3-people “cells”: “Each cell was given seven calendar weeks and no more than 80 hours of effort per member. Within these constraints, the cells were required to develop an operational attack plan. Every cell was provided with a packet that included project backgrounds and, crucially, a two-page introduction to an AI assistant (or virtual assistant). [...] The red teams were composed of researchers with diverse backgrounds and knowledge, but each team had research experience relevant to the exercise. The suggested cell composition was to have one strategist, at least one member with relevant biology experience, and one with pertinent LLM experience. Not all these researchers were bioterrorism specialists; some lacked detailed knowledge about the intricacies of previous biological weapon attack plans and associated shortcomings.”
See also this comment about three additional teams ("crimson cells" and a "black cell") that had different backgrounds.

• _Data supplied_
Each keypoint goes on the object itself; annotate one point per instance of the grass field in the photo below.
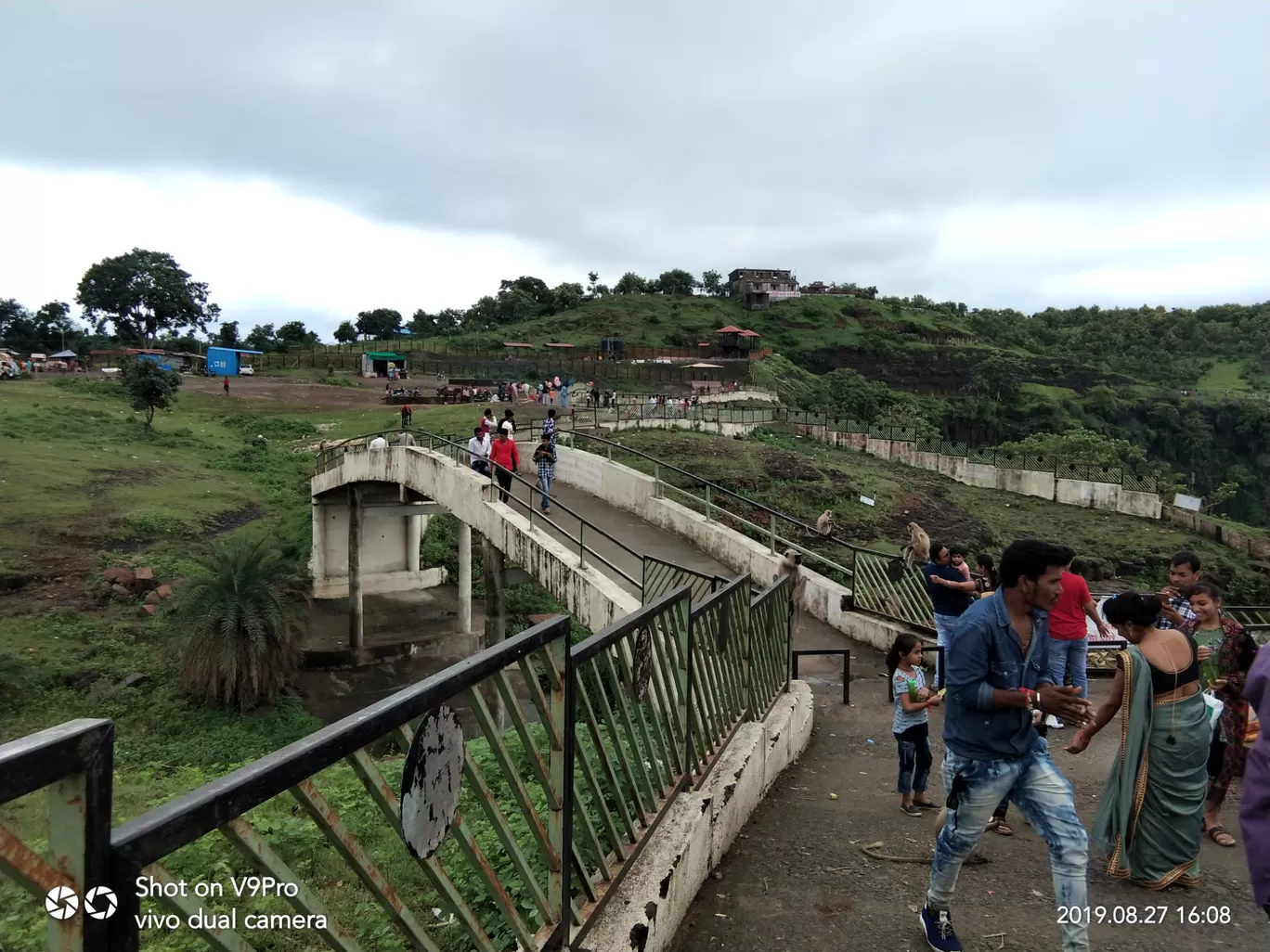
(804, 478)
(1225, 377)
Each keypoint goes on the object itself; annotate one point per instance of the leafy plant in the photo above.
(241, 613)
(150, 387)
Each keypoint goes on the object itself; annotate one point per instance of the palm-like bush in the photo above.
(242, 614)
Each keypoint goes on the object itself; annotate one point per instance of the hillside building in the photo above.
(758, 287)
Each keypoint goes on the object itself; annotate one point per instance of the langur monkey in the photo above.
(824, 524)
(917, 552)
(790, 562)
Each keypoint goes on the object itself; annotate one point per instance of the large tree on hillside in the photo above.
(141, 293)
(631, 283)
(677, 282)
(568, 295)
(150, 387)
(379, 324)
(295, 334)
(242, 613)
(713, 283)
(262, 338)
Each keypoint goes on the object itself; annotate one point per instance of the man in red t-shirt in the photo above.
(1069, 634)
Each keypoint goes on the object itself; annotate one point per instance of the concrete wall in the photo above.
(385, 547)
(590, 597)
(380, 583)
(1027, 482)
(652, 900)
(1252, 546)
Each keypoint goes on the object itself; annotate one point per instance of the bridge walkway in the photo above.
(823, 673)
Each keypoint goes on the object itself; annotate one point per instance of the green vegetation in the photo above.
(240, 610)
(804, 478)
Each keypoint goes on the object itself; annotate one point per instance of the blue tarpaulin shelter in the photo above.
(223, 361)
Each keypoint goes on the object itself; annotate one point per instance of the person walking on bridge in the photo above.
(549, 428)
(545, 458)
(507, 459)
(950, 596)
(997, 678)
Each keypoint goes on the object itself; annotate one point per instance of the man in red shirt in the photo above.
(506, 458)
(1069, 634)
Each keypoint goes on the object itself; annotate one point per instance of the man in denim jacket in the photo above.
(997, 676)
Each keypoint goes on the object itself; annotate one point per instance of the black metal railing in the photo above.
(498, 803)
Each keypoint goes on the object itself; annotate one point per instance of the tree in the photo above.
(631, 283)
(566, 295)
(853, 396)
(295, 334)
(1000, 376)
(55, 319)
(379, 324)
(141, 293)
(150, 387)
(711, 282)
(241, 610)
(677, 282)
(262, 338)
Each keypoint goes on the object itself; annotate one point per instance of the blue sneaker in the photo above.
(939, 931)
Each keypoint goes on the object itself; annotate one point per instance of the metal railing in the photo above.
(330, 456)
(525, 782)
(75, 763)
(662, 576)
(988, 456)
(594, 418)
(880, 583)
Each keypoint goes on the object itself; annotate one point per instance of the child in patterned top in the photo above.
(910, 727)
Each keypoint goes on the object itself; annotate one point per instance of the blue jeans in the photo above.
(1069, 656)
(944, 624)
(914, 759)
(1044, 796)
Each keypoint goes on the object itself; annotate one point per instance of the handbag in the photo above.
(1214, 710)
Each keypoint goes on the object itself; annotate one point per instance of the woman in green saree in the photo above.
(1148, 820)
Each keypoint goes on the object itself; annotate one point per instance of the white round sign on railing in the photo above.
(432, 781)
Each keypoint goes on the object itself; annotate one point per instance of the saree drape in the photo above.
(1152, 806)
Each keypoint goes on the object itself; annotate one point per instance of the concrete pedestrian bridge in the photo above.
(555, 789)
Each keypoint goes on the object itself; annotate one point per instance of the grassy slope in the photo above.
(648, 319)
(114, 486)
(804, 478)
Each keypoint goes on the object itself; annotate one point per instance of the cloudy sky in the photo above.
(315, 159)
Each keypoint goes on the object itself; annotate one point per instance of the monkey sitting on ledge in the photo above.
(917, 552)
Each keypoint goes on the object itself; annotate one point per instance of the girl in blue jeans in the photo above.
(910, 725)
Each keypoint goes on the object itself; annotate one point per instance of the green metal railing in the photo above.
(879, 582)
(662, 576)
(496, 804)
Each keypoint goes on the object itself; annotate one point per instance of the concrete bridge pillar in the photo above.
(355, 570)
(465, 578)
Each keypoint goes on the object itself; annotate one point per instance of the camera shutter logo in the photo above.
(100, 903)
(61, 903)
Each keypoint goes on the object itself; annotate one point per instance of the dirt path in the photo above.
(797, 880)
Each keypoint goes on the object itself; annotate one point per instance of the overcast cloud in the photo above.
(315, 159)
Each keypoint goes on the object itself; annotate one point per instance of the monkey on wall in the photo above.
(917, 552)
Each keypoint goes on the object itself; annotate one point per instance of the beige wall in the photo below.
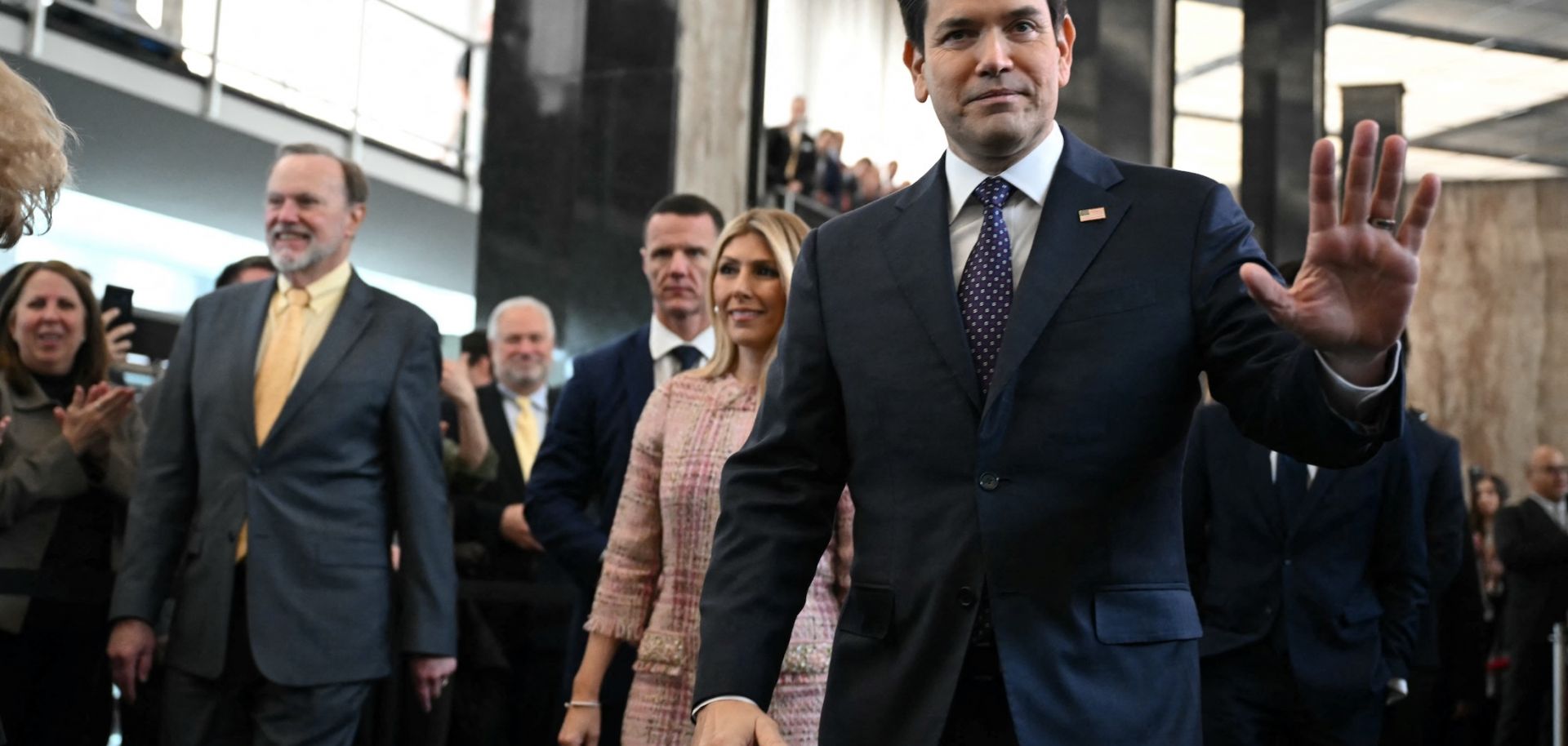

• _List of tasks_
• a. List the members that the passage about the red-team cells suggests for each cell's composition.
• b. In the passage about the red-team cells, how many calendar weeks was each cell given?
• c. Carry on the passage about the red-team cells from its final sentence.

• _Exercise responses_
• a.
- One strategist
- At least one member with relevant biology experience
- One member with pertinent LLM experience

• b. Seven calendar weeks.

• c.
These are designed to be realistic, and “specify the strategic aims of the attacker, the location of interest, the targeted population, and the resources available."
These scenarios included (1) a fringe doomsday cult intent on global catastrophe, (2) a radical domestic terrorist group seek-ing to amplify its cause, (3) a terrorist faction aiming to destabilize a region to benefit its political allies, and (4) a private military company endeavoring to engineer geostrategic conditions conducive to an adversary’s conventional military campaign.
Apparently these were “frontier LLMs available in summer 2023.”
There’s a fair amount of detail in the description of the way experts scored the plans — they used a Delphi technique, etc. My sense is that they concluded that the scoring method was a bit overkill, as major disagreements were rare.
From the report, an interesting reference: “This [...] aligns with empirical historical evidence. The Global Terrorism Database records only 36 terrorist attacks that employed a biological weapon—out of 209,706 total attacks (0.0001 percent)—during the past 50 years.32 These attacks killed 0.25 people, on average, and had a median death toll of zero.”